### Tarefas a realizar
a) Relacione todos os títulos de livros mencionados no trecho sobre a autobiografia de Sacks.
b) Conte as linhas dos registros que contêm a palavra "target", considerando a diferença entre maiúsculas e minúsculas, e informe somente o número obtido.

### Trecho da página
Consternada pela perda do pesquisador, fui buscar algumas das palavras que ele havia dito no auge da sua vida, e que agora ganhavam força nova, face à realidade da morte.
Na obra sobre o título “Sempre em Movimento: Uma Vida”, Sacks narra de forma desapiedada e corajosa, os episódios cruciais dos seus oitenta e dois anos. Dá ao leitor, uma fotografia ao mesmo tempo constrangedora e grandiosa de si próprio.
Suspeitaria o leitor de que o escritor de obras como “O Homem que Confundiu sua Mulher com Um Chapéu”, “Vendo Vozes”, “Um Antropólogo em Marte”, entre tantas outras, foi um contumaz usuário de anfetaminas e outras drogas na juventude? Imaginaria que muitos dos achados científicos tão difundidos, resultaram de idas e vindas, erros e fracassos retumbantes, e até mesmo de descuidos e irresponsabilidades?
Saks não nos poupa de nada. A sua biografia entretanto, é além de tudo, um belo tratado sobre as emoções humanas, sobre fracassos e vitórias, sobre o tema da homossexualidade e o incômodo que isso criou no seio da sua família na Inglaterra dos anos 50 do século XX.
Saímos da leitura da sua obra, amando ainda mais aquele que só conhecíamos como um divulgador de ciências. Amando suas fragilidades e a força que tinha, tanto a física quanto a espiritual. Amando sobretudo, um homem que soube despedir-se dos outros, antes de morrer, deixando-lhes o legado da coragem, da persistência, da ousadia, deixando-lhes a mensagem de que a vida, é mesmo movimento, sempre.

### Registros de entrada
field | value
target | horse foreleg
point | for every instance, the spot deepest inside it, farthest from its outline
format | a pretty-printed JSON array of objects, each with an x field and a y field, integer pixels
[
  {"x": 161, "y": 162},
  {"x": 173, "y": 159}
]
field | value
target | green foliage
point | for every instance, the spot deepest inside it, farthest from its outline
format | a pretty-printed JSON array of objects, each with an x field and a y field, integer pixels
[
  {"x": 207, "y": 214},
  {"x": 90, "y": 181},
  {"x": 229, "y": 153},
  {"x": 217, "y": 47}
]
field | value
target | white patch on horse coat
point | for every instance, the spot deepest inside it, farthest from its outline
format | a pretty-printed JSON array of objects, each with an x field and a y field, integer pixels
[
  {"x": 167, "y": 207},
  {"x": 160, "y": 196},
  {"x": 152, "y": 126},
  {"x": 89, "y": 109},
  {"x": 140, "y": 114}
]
--
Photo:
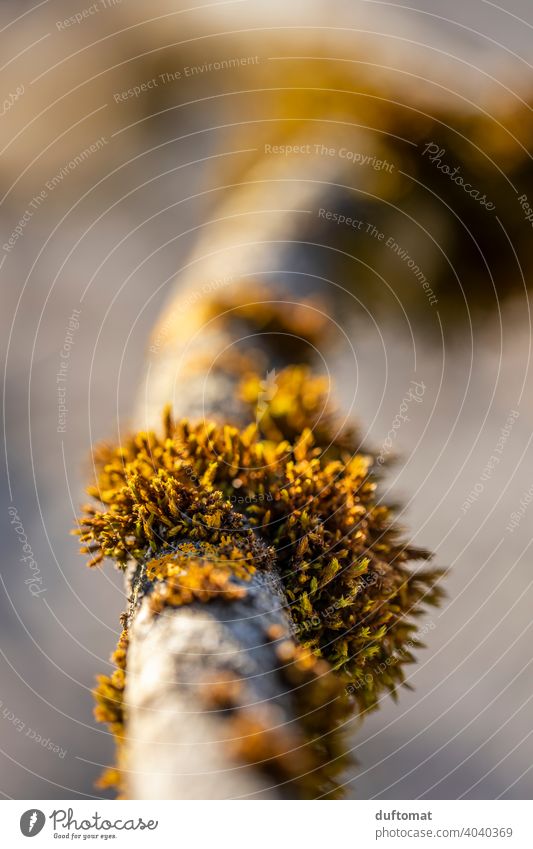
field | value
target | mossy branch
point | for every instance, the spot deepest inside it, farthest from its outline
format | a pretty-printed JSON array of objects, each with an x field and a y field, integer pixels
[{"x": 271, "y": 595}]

### Lista de respostas
a)
"Sempre em Movimento: Uma Vida"
"O Homem que Confundiu sua Mulher com Um Chapéu"
"Vendo Vozes"
"Um Antropólogo em Marte"

b) 4